===== TEXT TO READ =====

Ever since Alan Turing’s “imitation game,” we’ve been acutely aware of the importance of measuring the capabilities of computers against our own miraculous brains. The British pioneer’s method, outlined in 1950, is primitive today, but it sought to answer a persistent question: How will we tell when a machine has become as (or more) intelligent than a human being?
Defining such progress is imperative for productive conversations about artificial intelligence. Specifically, the question of what can be considered artificial general intelligence — a “mind” as adaptable as our own — needs to be considered using a set of shared parameters. Currently, the term lacks precise definitions, making predictions of AGI’s arrival and impact simultaneously both unnecessarily alarmist or insufficiently concerned.
Consider the hopeless spread of predictions on AGI. Earlier this year, the preeminent AI researcher Geoffrey Hinton predicted “without much confidence” that AGI could be present within five to 20 years. One attempt to collate a sample of approximately 1,700 experts offered timing estimates from next year to never. One reason for the chasm is that we haven’t decided collectively what we’re even talking about. “If you were to ask 100 AI experts to define what they mean by ‘AGI,’ you would likely get 100 related but different definitions,” notes a recent paper from a team at DeepMind, the AI unit within Google.
One of the paper’s co-authors, Shane Legg, is credited with popularizing the AGI term. Now he and his team are seeking to set up a sensible framework with which to measure and define the technology — a taxonomy that can be used to help assuage or heighten fears and offer straightforward context to non-experts and legislators.

===== RECORD EXTRACTS =====

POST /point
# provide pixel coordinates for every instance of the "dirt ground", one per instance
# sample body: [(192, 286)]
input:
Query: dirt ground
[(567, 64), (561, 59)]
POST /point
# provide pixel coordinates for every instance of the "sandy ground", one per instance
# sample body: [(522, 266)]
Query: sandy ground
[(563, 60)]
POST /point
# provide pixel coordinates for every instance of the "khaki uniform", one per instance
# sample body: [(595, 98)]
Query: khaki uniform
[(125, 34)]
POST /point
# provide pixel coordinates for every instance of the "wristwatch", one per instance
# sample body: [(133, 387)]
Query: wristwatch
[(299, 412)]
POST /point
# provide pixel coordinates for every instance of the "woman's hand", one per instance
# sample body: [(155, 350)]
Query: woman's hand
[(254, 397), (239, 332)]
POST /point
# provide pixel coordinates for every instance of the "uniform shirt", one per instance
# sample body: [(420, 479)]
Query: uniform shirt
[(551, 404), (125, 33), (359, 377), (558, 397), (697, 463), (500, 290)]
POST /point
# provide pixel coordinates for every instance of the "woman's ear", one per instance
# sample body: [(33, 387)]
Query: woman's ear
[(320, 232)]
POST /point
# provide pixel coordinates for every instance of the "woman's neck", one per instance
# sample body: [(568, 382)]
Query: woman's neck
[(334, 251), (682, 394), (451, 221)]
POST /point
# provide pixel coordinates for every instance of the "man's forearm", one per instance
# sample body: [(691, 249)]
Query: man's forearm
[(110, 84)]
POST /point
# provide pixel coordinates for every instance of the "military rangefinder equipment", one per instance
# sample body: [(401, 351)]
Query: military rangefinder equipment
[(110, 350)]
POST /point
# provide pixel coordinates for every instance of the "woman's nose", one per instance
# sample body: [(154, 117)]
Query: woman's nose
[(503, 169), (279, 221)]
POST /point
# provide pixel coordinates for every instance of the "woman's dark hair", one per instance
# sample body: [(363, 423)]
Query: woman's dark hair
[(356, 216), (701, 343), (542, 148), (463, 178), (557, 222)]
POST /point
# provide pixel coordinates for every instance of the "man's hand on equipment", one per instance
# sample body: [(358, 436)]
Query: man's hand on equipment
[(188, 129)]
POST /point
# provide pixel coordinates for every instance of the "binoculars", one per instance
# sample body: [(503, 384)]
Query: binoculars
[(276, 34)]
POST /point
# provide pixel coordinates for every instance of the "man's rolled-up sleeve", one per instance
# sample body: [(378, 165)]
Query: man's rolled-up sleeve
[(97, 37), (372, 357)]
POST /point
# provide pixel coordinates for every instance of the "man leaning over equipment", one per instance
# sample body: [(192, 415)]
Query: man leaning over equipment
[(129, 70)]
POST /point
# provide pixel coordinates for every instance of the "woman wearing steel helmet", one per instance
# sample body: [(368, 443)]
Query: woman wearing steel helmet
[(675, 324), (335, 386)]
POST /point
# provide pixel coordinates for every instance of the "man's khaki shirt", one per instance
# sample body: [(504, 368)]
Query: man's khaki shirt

=====

● **EXERCISES**:
- a) Mark each statement about the passage above on defining artificial general intelligence as yes or no. Support each answer with the deciding words of the passage, quoted exactly. (i) Turing's method was set out in 1950. (ii) Geoffrey Hinton gave his estimate for the arrival of AGI with strong confidence. (iii) Shane Legg is credited with popularizing the term AGI.
- b) Pick up the passage on defining artificial general intelligence after its final sentence and write what comes next.

● **PER-TASK ANSWERS**:
- a)
(i) Yes: "The British pioneer’s method, outlined in 1950"
(ii) No: "predicted “without much confidence” that AGI could be present within five to 20 years"
(iii) Yes: "Shane Legg, is credited with popularizing the AGI term"

- b)
The effort is modeled on the system for describing the capabilities of self-driving cars. In 2014, SAE International (formerly the Society of Automotive Engineers) defined six distinct levels of autonomous capability, from Level 0 — human driver in full control of vehicle’s operation — to Level 5 — full automation of all the vehicle’s functions in all conditions. The scale has proved useful for lawmakers to set rules of the road and for the public to understand their cars’ capabilities. A car with Level 2 automation — steering, lane changes, acceleration and deceleration, in some settings, mostly on highways — can be legally driven on the road today on the condition that a human is sitting alert to take over immediately. But Level 4 or 5 cars, such as Alphabet’s Waymo cars on trial in San Francisco, need special permission to be used in public and are subject to additional oversight on their performance.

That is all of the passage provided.